[[ Entries provided, beginning ]]

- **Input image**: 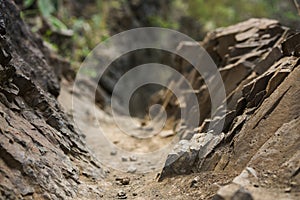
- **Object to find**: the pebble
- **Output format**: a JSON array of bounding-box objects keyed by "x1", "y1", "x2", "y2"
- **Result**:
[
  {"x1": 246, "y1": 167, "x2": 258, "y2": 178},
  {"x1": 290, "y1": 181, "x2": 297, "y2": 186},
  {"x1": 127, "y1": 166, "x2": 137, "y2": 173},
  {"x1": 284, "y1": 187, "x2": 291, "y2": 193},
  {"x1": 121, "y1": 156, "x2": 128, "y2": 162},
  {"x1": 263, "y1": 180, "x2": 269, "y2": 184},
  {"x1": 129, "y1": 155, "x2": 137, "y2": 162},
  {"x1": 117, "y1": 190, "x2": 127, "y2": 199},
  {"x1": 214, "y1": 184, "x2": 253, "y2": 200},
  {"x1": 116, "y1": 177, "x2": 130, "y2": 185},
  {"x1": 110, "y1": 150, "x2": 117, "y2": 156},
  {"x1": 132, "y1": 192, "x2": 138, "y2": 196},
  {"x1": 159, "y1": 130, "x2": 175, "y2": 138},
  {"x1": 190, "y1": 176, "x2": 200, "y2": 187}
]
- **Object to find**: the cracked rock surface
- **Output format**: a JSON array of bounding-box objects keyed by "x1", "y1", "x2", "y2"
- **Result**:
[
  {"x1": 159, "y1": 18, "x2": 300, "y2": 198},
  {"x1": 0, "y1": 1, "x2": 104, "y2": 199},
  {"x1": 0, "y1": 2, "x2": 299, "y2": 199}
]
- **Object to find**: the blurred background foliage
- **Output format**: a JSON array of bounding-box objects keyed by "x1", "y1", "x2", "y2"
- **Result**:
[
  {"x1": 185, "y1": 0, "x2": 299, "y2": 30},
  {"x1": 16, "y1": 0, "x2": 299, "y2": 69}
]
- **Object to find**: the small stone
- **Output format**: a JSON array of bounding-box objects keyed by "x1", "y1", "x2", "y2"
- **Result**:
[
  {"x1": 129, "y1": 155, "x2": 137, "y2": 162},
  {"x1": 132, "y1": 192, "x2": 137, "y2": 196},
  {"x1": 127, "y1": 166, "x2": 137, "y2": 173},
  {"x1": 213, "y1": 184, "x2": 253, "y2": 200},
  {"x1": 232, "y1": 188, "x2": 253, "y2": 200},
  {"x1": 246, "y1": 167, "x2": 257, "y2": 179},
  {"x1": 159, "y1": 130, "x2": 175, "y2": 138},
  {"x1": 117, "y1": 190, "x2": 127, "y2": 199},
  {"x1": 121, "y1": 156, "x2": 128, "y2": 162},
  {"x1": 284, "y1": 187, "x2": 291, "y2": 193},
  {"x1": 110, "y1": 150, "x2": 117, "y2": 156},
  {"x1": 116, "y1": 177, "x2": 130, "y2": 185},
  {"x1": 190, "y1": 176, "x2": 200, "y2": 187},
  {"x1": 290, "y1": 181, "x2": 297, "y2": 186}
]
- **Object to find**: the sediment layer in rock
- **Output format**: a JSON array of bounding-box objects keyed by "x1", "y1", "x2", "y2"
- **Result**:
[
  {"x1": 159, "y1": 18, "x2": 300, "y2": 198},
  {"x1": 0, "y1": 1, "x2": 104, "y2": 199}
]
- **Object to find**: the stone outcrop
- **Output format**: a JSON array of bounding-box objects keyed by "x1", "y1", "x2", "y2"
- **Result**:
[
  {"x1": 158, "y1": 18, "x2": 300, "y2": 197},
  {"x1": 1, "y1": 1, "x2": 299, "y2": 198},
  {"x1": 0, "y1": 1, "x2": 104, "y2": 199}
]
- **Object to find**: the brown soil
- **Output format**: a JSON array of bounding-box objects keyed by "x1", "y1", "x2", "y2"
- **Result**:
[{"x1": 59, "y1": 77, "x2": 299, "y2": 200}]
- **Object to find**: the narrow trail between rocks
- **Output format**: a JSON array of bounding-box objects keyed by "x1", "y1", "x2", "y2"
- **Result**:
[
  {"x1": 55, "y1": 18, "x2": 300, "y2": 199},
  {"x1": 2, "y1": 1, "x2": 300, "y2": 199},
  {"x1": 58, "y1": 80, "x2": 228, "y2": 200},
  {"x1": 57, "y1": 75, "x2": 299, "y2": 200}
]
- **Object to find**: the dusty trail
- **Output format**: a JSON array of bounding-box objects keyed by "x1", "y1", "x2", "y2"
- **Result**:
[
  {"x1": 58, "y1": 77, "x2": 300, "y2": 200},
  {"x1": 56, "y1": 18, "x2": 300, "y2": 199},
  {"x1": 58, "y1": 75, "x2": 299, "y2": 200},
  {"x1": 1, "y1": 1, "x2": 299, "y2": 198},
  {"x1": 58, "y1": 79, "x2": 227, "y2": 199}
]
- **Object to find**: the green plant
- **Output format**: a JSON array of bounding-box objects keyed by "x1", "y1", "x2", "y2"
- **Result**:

[[ Entries provided, end ]]

◆ How to complete this task ◆
Because the pictures are not wanted, retype only the text of every record, exactly as given.

◆ Response to the task ◆
- **Input image**: 
- **Object to find**: the pebble
- **Output format**: a JSON array of bounding-box objects keyed by "x1", "y1", "x2", "y2"
- **Result**:
[
  {"x1": 246, "y1": 167, "x2": 258, "y2": 178},
  {"x1": 290, "y1": 181, "x2": 297, "y2": 186},
  {"x1": 127, "y1": 166, "x2": 137, "y2": 173},
  {"x1": 284, "y1": 187, "x2": 291, "y2": 193},
  {"x1": 121, "y1": 156, "x2": 128, "y2": 162},
  {"x1": 263, "y1": 180, "x2": 269, "y2": 184},
  {"x1": 129, "y1": 155, "x2": 137, "y2": 162},
  {"x1": 117, "y1": 190, "x2": 127, "y2": 199},
  {"x1": 214, "y1": 184, "x2": 253, "y2": 200},
  {"x1": 116, "y1": 177, "x2": 130, "y2": 185},
  {"x1": 110, "y1": 150, "x2": 117, "y2": 156},
  {"x1": 132, "y1": 192, "x2": 138, "y2": 196},
  {"x1": 159, "y1": 130, "x2": 175, "y2": 138},
  {"x1": 190, "y1": 176, "x2": 200, "y2": 187}
]
- **Object to find**: the cracked rock surface
- **Output format**: a JSON array of bounding-box objects keyed by "x1", "y1", "x2", "y2"
- **Result**:
[
  {"x1": 159, "y1": 18, "x2": 300, "y2": 198},
  {"x1": 0, "y1": 1, "x2": 104, "y2": 199},
  {"x1": 0, "y1": 2, "x2": 299, "y2": 199}
]
- **Object to find**: the blurred background foliage
- **Output format**: a JSON array of bounding-box objects keyed by "x1", "y1", "x2", "y2"
- **Result**:
[
  {"x1": 185, "y1": 0, "x2": 299, "y2": 30},
  {"x1": 16, "y1": 0, "x2": 299, "y2": 69}
]
- **Object to find**: the small stone
- **Output format**: a JSON array of bounding-box objects keyed by "x1", "y1", "x2", "y2"
- **Result**:
[
  {"x1": 129, "y1": 155, "x2": 137, "y2": 162},
  {"x1": 132, "y1": 192, "x2": 137, "y2": 196},
  {"x1": 127, "y1": 166, "x2": 137, "y2": 173},
  {"x1": 213, "y1": 184, "x2": 253, "y2": 200},
  {"x1": 232, "y1": 188, "x2": 253, "y2": 200},
  {"x1": 246, "y1": 167, "x2": 257, "y2": 179},
  {"x1": 159, "y1": 130, "x2": 175, "y2": 138},
  {"x1": 117, "y1": 190, "x2": 127, "y2": 199},
  {"x1": 121, "y1": 156, "x2": 128, "y2": 162},
  {"x1": 284, "y1": 187, "x2": 291, "y2": 193},
  {"x1": 110, "y1": 150, "x2": 117, "y2": 156},
  {"x1": 116, "y1": 177, "x2": 130, "y2": 185},
  {"x1": 190, "y1": 176, "x2": 200, "y2": 187},
  {"x1": 290, "y1": 181, "x2": 297, "y2": 186}
]
- **Object to find**: the sediment layer in rock
- **Output format**: a JSON array of bounding-box objects keyed by "x1", "y1", "x2", "y2"
- **Result**:
[
  {"x1": 159, "y1": 18, "x2": 300, "y2": 198},
  {"x1": 0, "y1": 1, "x2": 104, "y2": 199}
]
- **Object to find**: the stone outcrop
- **Output format**: a JSON array of bounding-box objects keyed by "x1", "y1", "x2", "y2"
- **Result**:
[
  {"x1": 158, "y1": 18, "x2": 300, "y2": 197},
  {"x1": 1, "y1": 1, "x2": 299, "y2": 198},
  {"x1": 0, "y1": 1, "x2": 104, "y2": 199}
]
- **Object to find**: the brown soil
- **Output format**: a JSON array of bounding-box objects keyed by "x1", "y1", "x2", "y2"
- **Result**:
[{"x1": 59, "y1": 77, "x2": 299, "y2": 200}]
- **Object to find**: the narrow trail between rocks
- **Output format**: a JSON array of bounding-box objects keyed by "x1", "y1", "x2", "y2"
- **Result**:
[
  {"x1": 55, "y1": 18, "x2": 300, "y2": 199},
  {"x1": 2, "y1": 1, "x2": 300, "y2": 199},
  {"x1": 58, "y1": 80, "x2": 228, "y2": 200},
  {"x1": 57, "y1": 75, "x2": 299, "y2": 200}
]
- **Object to find**: the dusty trail
- **Output format**: a JSON array of bounding-box objects keyed by "x1", "y1", "x2", "y2"
- **Result**:
[
  {"x1": 58, "y1": 77, "x2": 300, "y2": 200},
  {"x1": 56, "y1": 18, "x2": 300, "y2": 199},
  {"x1": 58, "y1": 75, "x2": 299, "y2": 200},
  {"x1": 1, "y1": 1, "x2": 299, "y2": 198},
  {"x1": 58, "y1": 79, "x2": 227, "y2": 199}
]
- **Object to find**: the green plant
- **Output format**: a JSON array of bounding-box objects keyed by "x1", "y1", "x2", "y2"
- **Result**:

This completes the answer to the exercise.